To be done → Each entry should be quoted word for word, including every mark of punctuation.

Data for this task →

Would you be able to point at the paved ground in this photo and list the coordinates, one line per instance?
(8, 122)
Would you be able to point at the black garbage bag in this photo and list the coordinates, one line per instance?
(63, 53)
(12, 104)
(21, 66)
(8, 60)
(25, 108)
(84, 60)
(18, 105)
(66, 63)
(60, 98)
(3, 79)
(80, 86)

Answer to the problem →
Would you be able to point at the paved ground in this photo and list the coordinates, one line per instance?
(8, 122)
Would you be able to point at the black garbage bag in this photo and list the coordinates, one line per instance?
(63, 53)
(12, 104)
(21, 66)
(8, 60)
(25, 108)
(84, 60)
(18, 105)
(66, 63)
(60, 98)
(3, 79)
(80, 86)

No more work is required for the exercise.